Start Data supplied

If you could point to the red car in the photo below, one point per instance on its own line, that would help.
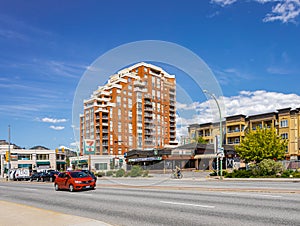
(73, 181)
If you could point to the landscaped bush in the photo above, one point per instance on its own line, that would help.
(267, 167)
(145, 173)
(109, 173)
(100, 174)
(136, 171)
(120, 173)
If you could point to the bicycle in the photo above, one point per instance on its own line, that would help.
(176, 175)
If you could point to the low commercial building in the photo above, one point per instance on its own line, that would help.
(36, 159)
(285, 121)
(97, 163)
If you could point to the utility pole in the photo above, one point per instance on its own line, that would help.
(220, 148)
(8, 163)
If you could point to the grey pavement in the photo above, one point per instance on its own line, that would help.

End Data supplied

→ Work required
Could you write out all of the rows above again, requests included, with both numbers of every coordinate pair in the answers shifted up by 116? Leave the pictures out.

→ Expected answer
If you could point to the red car in the photo below, one point per instance on its own line, that would help.
(189, 297)
If you could point to the landscaped bush in the photo above, one point per instance on its own line, that would help.
(383, 283)
(261, 289)
(225, 289)
(216, 290)
(252, 287)
(236, 289)
If you could point to the bicycle in the photo above, one point per instance on its own line, that would help.
(292, 291)
If you could point to the low commercial building in the photo above, one point per instance on its own line, that would help.
(152, 275)
(401, 237)
(213, 279)
If you could point to the utility pole in the photo above, one point per instance on its own line, that would help.
(336, 264)
(124, 279)
If you could point to the grey pavement in the photo above, one point per instance on its own line, that would help.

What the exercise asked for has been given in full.